TASK 1 ::
Answer the following questions using the article on the modern scramble for Africa.
(a) Up to what width does the Sahel region extend?
(b) What position does Charlie Hanbury hold at Hiscox?
(c) To what are foreign powers and businesses again jostling to secure access?
TASK 2 :: Pick up the article on the modern scramble for Africa after its final sentence and continue it in the same formal style.

The 21st Century scramble for Africa

Africa has long held a deep fascination for the developed world. From slavery right up to the colonial scramble for Africa in the 18th and 19th centuries, the continent’s natural wealth has attracted foreign powers and businesses. Now they are again jostling to secure access to the continent’s abundant natural resources and its burgeoning consumer markets and demand for infrastructure. But this modern day scramble for Africa might serve as a trigger for the continent’s slide into the type of lawlessness and political upheaval that could transform it into a global hotspot for terrorism and violent extremism.

Unstable Sahel

A volatile mix of increasing inward investment, growing wealth, demographic change, sprawling urbanisation and weak governments would be a recipe for instability in any country. Add to that ethnic, tribal, religious and regional tensions, further stoked by an unequal distribution of the new wealth, and it’s no surprise that much of the African continent is proving to be a cause for concern.

Mauritania man with folded arms

In particular, the spotlight is falling on the Sahel region – the belt of land, up to 1000km wide that stretches across the north of Africa from the Atlantic to the Red Sea. “This vast swathe of land, stretching from Senegal in the east and including areas of Mauritania, Mali, Algeria, Niger, Chad, Sudan and Eritrea, is almost ungovernable,” says Charlie Hanbury, Special Risks Line Underwriter at Hiscox.

Referring expression data:

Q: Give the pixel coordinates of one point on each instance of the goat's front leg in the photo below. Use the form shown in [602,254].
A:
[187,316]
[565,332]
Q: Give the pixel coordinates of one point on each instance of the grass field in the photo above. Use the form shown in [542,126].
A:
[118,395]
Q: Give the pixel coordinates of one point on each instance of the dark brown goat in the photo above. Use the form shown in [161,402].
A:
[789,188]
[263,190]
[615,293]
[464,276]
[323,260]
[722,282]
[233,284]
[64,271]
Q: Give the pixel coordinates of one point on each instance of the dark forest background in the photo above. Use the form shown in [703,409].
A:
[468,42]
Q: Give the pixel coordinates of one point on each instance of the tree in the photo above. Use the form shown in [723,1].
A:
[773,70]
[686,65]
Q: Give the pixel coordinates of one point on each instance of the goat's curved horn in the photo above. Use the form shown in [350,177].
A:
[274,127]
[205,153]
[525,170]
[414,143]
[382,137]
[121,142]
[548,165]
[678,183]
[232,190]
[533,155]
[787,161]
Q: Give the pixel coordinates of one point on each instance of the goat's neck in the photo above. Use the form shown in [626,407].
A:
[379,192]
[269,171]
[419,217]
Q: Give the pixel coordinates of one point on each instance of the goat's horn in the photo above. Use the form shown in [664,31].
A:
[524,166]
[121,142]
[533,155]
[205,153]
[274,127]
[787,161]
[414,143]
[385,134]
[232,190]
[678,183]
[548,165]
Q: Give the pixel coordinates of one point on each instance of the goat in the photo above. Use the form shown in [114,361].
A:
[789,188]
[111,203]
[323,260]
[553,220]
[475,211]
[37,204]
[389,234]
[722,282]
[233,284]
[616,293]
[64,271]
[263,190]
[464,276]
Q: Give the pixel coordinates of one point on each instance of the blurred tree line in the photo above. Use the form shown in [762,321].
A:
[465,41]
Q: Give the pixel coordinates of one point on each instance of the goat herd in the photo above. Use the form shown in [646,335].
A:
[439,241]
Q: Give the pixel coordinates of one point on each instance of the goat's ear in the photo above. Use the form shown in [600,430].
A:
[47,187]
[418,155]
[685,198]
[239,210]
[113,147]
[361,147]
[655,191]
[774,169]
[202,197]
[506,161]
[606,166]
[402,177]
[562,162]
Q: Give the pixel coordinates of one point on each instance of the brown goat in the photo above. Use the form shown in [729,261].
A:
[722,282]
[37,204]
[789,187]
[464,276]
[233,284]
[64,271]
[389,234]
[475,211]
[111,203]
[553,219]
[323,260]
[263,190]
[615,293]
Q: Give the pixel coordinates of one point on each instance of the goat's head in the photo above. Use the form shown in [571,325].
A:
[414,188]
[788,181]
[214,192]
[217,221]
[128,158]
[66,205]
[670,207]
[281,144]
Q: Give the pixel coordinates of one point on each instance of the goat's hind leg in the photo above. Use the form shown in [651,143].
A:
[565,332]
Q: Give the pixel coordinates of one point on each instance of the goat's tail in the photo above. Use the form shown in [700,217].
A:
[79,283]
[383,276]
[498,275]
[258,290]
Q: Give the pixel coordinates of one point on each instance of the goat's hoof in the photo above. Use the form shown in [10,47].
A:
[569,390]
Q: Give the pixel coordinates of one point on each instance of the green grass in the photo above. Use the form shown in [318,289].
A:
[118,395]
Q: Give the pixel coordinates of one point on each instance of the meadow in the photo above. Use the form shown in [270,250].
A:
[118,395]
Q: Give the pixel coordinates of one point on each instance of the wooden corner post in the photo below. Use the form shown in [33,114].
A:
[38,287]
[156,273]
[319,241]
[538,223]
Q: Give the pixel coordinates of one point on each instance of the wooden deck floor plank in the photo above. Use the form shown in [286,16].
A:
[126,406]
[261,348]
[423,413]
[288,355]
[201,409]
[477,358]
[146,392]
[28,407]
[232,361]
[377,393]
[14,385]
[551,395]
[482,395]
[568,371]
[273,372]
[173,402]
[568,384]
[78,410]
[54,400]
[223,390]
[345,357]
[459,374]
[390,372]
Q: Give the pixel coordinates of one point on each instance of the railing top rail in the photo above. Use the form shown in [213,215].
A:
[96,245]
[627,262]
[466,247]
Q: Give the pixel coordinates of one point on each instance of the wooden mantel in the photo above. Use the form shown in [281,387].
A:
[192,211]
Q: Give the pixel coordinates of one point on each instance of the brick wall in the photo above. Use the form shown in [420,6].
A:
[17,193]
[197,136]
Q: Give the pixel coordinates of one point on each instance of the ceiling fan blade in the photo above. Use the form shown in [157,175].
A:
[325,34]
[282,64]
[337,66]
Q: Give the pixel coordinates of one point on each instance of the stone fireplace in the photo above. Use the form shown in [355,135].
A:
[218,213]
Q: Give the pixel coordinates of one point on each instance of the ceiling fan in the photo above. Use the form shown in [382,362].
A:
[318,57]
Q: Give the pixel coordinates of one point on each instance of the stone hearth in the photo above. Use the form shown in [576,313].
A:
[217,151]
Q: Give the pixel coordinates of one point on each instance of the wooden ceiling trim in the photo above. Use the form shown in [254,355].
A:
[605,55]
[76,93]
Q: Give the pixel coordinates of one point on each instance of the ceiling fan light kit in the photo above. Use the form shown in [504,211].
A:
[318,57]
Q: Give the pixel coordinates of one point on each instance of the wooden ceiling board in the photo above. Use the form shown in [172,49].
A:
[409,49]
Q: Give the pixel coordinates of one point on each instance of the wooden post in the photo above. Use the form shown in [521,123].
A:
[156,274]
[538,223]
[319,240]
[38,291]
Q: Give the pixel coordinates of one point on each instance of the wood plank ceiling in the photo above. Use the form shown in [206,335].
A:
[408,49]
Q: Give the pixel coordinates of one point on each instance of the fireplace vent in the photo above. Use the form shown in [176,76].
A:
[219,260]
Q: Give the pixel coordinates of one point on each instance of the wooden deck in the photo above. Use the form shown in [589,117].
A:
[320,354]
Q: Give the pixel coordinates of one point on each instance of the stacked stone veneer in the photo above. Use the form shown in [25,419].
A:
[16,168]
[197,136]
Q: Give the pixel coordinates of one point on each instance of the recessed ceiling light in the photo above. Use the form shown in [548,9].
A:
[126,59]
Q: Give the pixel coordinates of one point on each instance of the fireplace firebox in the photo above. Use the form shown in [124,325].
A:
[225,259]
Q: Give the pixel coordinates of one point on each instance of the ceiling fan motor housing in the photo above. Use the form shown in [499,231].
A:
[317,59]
==
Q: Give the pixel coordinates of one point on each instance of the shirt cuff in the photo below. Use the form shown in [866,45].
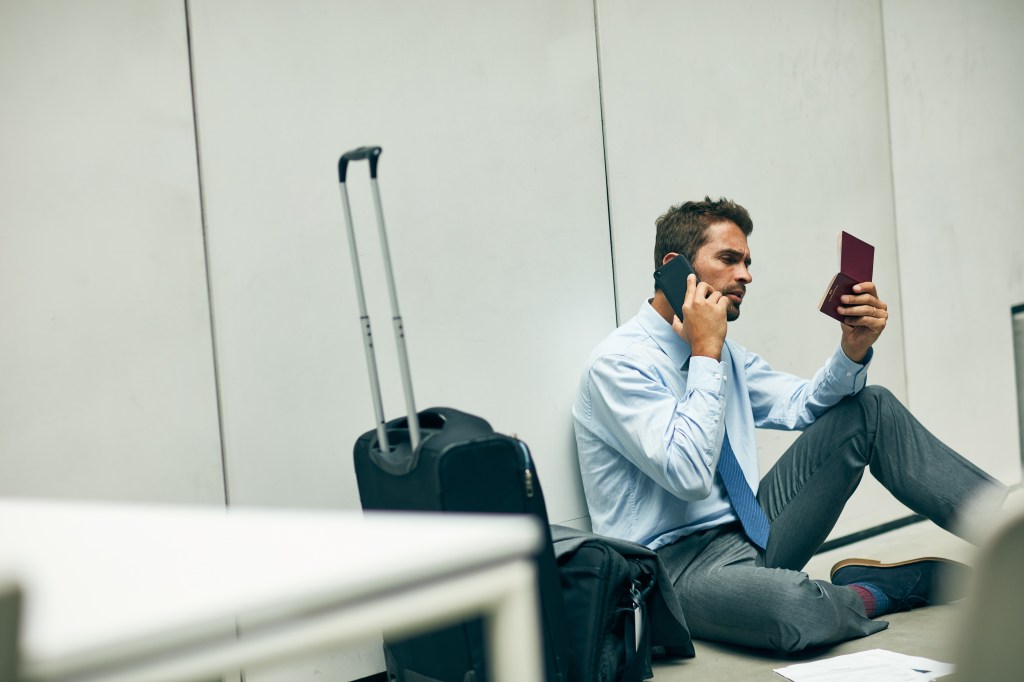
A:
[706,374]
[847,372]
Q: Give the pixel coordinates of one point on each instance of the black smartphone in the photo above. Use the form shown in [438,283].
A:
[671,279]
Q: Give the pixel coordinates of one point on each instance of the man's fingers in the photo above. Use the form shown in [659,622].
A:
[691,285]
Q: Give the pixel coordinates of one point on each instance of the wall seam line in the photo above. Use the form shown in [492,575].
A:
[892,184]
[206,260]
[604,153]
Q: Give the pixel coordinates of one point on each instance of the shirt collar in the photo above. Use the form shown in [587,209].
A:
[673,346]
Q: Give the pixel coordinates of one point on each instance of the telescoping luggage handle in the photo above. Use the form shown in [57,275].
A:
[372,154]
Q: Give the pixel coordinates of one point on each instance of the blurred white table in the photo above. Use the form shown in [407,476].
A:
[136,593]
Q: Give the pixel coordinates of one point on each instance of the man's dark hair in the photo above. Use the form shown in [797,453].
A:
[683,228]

EXERCISE RESPONSE 1 ::
(a) Up to 1000km.
(b) Special Risks Line Underwriter.
(c) The continent’s abundant natural resources, its burgeoning consumer markets, and its demand for infrastructure.

EXERCISE RESPONSE 2 ::
“The borders are porous, many governments have little control and there is a strong history of smuggling throughout the area. For militants and terrorists displaced from the Middle East and Libya, the Sahel is a perfect hiding place and base to launch operations from,” Hanbury says. The region also hosts lucrative drilling and mining operations – from natural gas in south Algeria to uranium in Niger – which further adds to the pressure. The French government has already felt compelled to intervene militarily to remove jihadists who were dominating parts of Mali.

Africa’s problems though are by no means confined to the Sahel. “Where you have countries crafted by colonialism and false borders created without respect to tribal influences, you have issues which are further exacerbated by religious division and political instability,” says Giles Russell, Intelligence and Security Consultant for Hiscox. “South Sudan might have gained its independence, but it has long felt subjugated by the Muslim rulers in the north. Half of Nigeria is Muslim but is currently ruled by a Christian.”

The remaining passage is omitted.